The Trojans have finished with eight or more wins since 2008 and are currently 7-2 in 2011. Had USC not been barred from postseason play for 2010 and 2011, they would have appeared in four consecutive bowl games.
Contrast that with UCLA under Neuheisel. Since 2008, UCLA is 19-25 with no winning regular seasons. They have only one bowl win, a 2009 30-21 upset over Temple in the frigid EagleBank Bowl.
And then there’s the fact that UCLA hasn’t beaten SC since 2006’s 13-9 miracle.
Neuheisel once claimed that the monopoly on football in Los Angeles was over, yet his administration has done little to support that bold claim. While UCLA scored a handful of recruits away from USC, you could hardly say they’ve upset the balance of power.
When recruits fled USC after sanctions were imposed, they didn’t run to UCLA; they left town entirely.
Neuheisel had a golden chance to turn Los Angeles’ football spotlight on to his team with SC’s NCAA sanctions, but failed to do so in 2010. It’s hard to argue he’s done so in 2011, with USC the clear class of the Pac-12 South despite UCLA’s poll position.
Rose Bowls and eight wins seem fantastical under Neuheisel’s reign. Across town, they call it an average season.
In Neuheisel’s four seasons at UCLA, the Bruins have averaged 6.51 penalties for 57.43 yards per game. They’ve ranked in the bottom half of the country in penalties per game each year, dropping as low as 89th.
It’s not just the penalties that should bother Bruin fans, it’s when they happen. Look no further than the game against Arizona State if you need an example. Holding calls brought back a handful of runs that could have secured the victory for UCLA on their own terms.
Instead, they had to bite their fingernails and hope Alex Garoutte missed a makeable field goal.
Pass interference penalties have also extended drives when they should have died. Granted, the two called on UCLA during in the fourth quarter were fairly objectionable, but the fact remains that they were called. Again, if Garoutte hadn’t missed, the last one on Aaron Hester would have certainly cost the Bruins a win.
Excessive penalties reflect poor discipline, which in turn is a reflection of poor coaching. Speaking of poor discipline, the melee at Arizona was not a sudden event; the players had been boiling all game. The Wildcats were making fools of them on a national stage, and when the taunts began, they answered with fists.
It’s hard to believe that UCLA’s coaching staff didn’t realize their players were about to snap, but it seems they didn’t do enough to prevent the ensuing brouhaha.
What resulted was a black eye for the program and the school. While they’ve probably moved beyond it, the fact remains that Neuheisel couldn’t control his players when he needed to.
Again, the same is true with penalties. UCLA has been and will be in a lot of close games this year, with yellow flags often times being the difference. The bevy of penalties this team gets called for has to end, and it might not happen with Neuheisel on board.
While there performance against California was encouraging, UCLA could not stop Arizona State RB Cameron Marshall from running all over them at the Rose Bowl. Marshall’s performance puts in sharp relief the problems that have plagued the Bruins defensively for four years: the front seven haven’t been that good.
Nationally the Bruins rank 86th in rushing defense and 109th in sacks, standings that haven’t changed much in the last four years. UCLA ‘s front seven lacks the speed to get to stretch runs and the pressure to take good quarterbacks out of rhythm.

DATA PROVIDED –
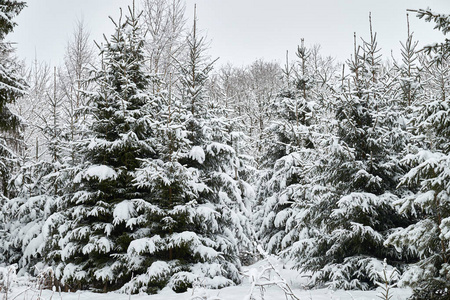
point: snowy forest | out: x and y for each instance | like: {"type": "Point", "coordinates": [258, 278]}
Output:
{"type": "Point", "coordinates": [140, 164]}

CHALLENGES –
(A) In the passage on UCLA football under Neuheisel, what is UCLA's record since 2008?
(B) Reproduce the passage on UCLA football under Neuheisel from "In Neuheisel’s four" to "low as 89th.", swapping "bottom half" for "lower half".
(C) Carry the passage on UCLA football under Neuheisel forward from its final sentence.

OUTPUTS BY TASK –
(A) 19-25

(B)
In Neuheisel’s four seasons at UCLA, the Bruins have averaged 6.51 penalties for 57.43 yards per game. They’ve ranked in the lower half of the country in penalties per game each year, dropping as low as 89th.

(C)
While Datone Jones has upside at DE or DT, the other defensive linemen have yet to distinguish themselves. Linebackers Sean Westgate and Patrick Larimore hit hard but lack speed, and Glenn Love has been hampered with injuries.
UCLA gives up about 186 yards per game, a mark that will win them no bowl games or big games for that matter. Marshall ran for 168 yards and nearly cost UCLA their biggest victory under Rick Neuheisel.
A lack of blue-chip skill at linebacker or on the defensive line has taken the Bruins out of games for years, something that Neuheisel should be held accountable for.
What mystifies many UCLA fans is the programs inability to constantly draw top quarterbacking talent to Westwood.
With USC seemingly churning out NFL QB after NFL QB with or without the services of Norm Chow, why haven’t the Bruins, who possess many if not all of the same recruiting advantages, snag an elite level quarterback?
Think about it. USC has produced Heisman-winning talent in Carson Palmer and Matt Leinart. Matt Barkley, should he stay in school another year, will also be a Heisman favorite. Mark Sanchez starts at quarterback for the New York Jets.
Even one of SC’s old backups is making waves professionally. Remember Matt Cassel? He starts for the Kansas City Chiefs.
Ever since Cade McNown left in the early 2000s, UCLA has been weak under center. Cory Paus? Ben Olsen? McLeod Bethel-Thompson? Ossar Rasshan? Even Drew Olsen was only great for one season.
More often than not, UCLA has started quarterbacks who excel with their feet rather than their arm. Remember Patrick Cowan? He was the architect of UCLA’s stunning 13-9 upset over USC and did most of his damage with his feet.
Kevin Prince is more or less the same, capable of throwing when he needs to, but primarily a runner. Brett Hundley, the Bruins’ heir apparent at QB, is also a runner.
Instead of solving this recruiting problem, Neuheisel adopted an offense that suits the kind of quarterbacks he can recruit: the pistol offense. Now it’s a plus if your quarterback can run, in fact, that’s the only way the offense can work.
A run-first offense doesn’t translate well into the NFL; just ask Tim Tebow. Bruin fans expected more in this area from Neuheisel, and so far he hasn’t delievered.
Perhaps the biggest reason UCLA can’t afford another year with Neuheisel is that the program doesn’t seem to have progressed very far from where he started originally.
The year Karl Dorrell was fired, he had just gone 6-6 without appearing in a bowl game. Over his five-year stint with UCLA, Dorrell has just one losing season, his first in 2003. The team went 6-7, with their seventh loss coming in the Silicon Valley Bowl.
Dorrell went 35-27 with UCLA, made them bowl eligible every year and never finished lower in the conference than tied for fifth. He also had a magical 10-2 season in 2005 that saw UCLA win 10 in a row, catapulting them into the national discussion.
Under Neuheisel, UCLA is 18-25 and cannot possibly finish better than 23-25 by the end of the 2011 season. After four years, Dorrell was 29-21, not much better, but better nonetheless. Neuheisel’s Bruins have suffered two 4-8 seasons and never finished higher than eighth in the old Pac-10 conference.
They have only been to one bowl game, going 7-6 in 2009.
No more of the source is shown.